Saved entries
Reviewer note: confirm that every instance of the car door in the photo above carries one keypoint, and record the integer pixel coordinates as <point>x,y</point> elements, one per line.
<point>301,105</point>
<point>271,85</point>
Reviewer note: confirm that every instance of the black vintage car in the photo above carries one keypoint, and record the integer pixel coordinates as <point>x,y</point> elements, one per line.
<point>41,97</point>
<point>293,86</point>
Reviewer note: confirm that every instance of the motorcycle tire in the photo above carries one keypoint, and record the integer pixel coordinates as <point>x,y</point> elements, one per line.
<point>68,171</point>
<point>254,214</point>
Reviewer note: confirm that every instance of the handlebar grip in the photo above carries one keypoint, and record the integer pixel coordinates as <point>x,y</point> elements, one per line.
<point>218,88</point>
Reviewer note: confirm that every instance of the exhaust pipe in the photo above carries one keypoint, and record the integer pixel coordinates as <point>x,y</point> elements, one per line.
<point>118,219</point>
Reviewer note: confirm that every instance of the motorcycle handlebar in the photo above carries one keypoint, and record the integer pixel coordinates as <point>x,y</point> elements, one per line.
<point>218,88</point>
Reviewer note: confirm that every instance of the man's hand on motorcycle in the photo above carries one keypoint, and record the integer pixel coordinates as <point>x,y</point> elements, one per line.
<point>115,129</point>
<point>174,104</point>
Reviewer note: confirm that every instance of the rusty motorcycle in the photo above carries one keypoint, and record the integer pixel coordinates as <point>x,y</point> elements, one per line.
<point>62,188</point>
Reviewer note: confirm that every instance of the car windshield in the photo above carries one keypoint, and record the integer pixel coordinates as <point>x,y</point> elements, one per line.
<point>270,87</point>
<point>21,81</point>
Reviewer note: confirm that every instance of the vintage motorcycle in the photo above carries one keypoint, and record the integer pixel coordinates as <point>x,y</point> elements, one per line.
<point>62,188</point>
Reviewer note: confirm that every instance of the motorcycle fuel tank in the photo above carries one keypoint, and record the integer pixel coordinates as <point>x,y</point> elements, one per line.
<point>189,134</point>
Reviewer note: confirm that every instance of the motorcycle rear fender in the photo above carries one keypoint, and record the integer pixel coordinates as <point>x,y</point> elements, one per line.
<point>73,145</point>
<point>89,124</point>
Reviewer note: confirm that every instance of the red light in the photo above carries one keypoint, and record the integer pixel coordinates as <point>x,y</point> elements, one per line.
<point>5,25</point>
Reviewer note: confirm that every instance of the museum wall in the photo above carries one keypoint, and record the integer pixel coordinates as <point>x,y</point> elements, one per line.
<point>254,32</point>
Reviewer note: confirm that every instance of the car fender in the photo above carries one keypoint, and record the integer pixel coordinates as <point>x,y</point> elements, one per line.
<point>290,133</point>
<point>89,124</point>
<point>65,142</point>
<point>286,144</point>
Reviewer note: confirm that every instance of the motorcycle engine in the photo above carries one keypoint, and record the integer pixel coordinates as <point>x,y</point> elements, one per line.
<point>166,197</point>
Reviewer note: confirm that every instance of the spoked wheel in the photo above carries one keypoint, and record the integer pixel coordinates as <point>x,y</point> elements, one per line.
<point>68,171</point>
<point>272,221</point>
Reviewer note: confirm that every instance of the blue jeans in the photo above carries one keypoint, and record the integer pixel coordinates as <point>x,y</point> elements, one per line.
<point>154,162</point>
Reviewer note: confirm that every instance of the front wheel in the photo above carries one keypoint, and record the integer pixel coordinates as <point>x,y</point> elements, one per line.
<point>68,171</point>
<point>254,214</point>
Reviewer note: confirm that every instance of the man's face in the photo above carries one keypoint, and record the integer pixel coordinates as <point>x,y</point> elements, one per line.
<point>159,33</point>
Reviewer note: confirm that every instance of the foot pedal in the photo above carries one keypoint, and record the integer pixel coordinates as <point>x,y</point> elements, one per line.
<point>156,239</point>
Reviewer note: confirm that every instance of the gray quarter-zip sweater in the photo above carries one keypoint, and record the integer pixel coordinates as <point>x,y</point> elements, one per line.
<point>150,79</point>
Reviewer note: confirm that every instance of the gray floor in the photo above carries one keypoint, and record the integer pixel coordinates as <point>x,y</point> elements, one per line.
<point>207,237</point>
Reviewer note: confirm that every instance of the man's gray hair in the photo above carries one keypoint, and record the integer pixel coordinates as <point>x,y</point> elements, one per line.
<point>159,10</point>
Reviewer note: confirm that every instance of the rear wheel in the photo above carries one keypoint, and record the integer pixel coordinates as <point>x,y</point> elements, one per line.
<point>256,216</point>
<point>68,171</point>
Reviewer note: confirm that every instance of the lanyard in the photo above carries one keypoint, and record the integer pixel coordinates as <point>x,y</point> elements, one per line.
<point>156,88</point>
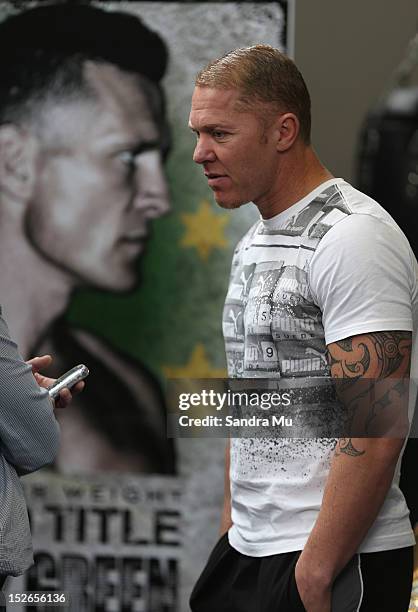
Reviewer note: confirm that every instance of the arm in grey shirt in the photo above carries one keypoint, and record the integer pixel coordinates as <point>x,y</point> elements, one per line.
<point>29,431</point>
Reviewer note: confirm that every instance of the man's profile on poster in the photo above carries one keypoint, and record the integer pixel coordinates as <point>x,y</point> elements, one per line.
<point>83,138</point>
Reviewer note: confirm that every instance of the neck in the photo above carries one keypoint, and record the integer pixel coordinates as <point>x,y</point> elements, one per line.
<point>33,292</point>
<point>300,172</point>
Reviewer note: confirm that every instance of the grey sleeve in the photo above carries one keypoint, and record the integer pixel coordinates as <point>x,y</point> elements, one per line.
<point>29,431</point>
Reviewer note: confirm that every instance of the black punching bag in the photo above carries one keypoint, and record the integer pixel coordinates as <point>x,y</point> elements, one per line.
<point>388,172</point>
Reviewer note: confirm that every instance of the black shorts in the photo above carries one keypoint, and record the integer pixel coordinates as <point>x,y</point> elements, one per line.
<point>232,582</point>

▶ [What the task requires] Each line from the one that holds "Reviewer note: confirm that every instance of the neck" to the end of the records above should be transcribed exactly, both ends included.

▶ [Exercise response]
Reviewer note: confirm that every instance of the neck in the photo above carries one keypoint, and record the integer pixel coordinates as <point>x,y</point> elements, one per line.
<point>33,292</point>
<point>300,172</point>
Reviewer note: confirm that every instance of the grey sleeve in the photo above carries one keypoint, and record the integer pixel coordinates as <point>x,y</point> elements, one per line.
<point>29,431</point>
Reviewer note: confirm that every instance of the black punching bag in the photo above carries one keypoint, and record the integer pixel coordinates as <point>x,y</point> elements, one per line.
<point>388,172</point>
Reviewer note: confirm that every instance of the black shorts in the photo above carries one keypoint, and record the integer pixel coordinates as <point>x,y</point> elements, one per line.
<point>232,582</point>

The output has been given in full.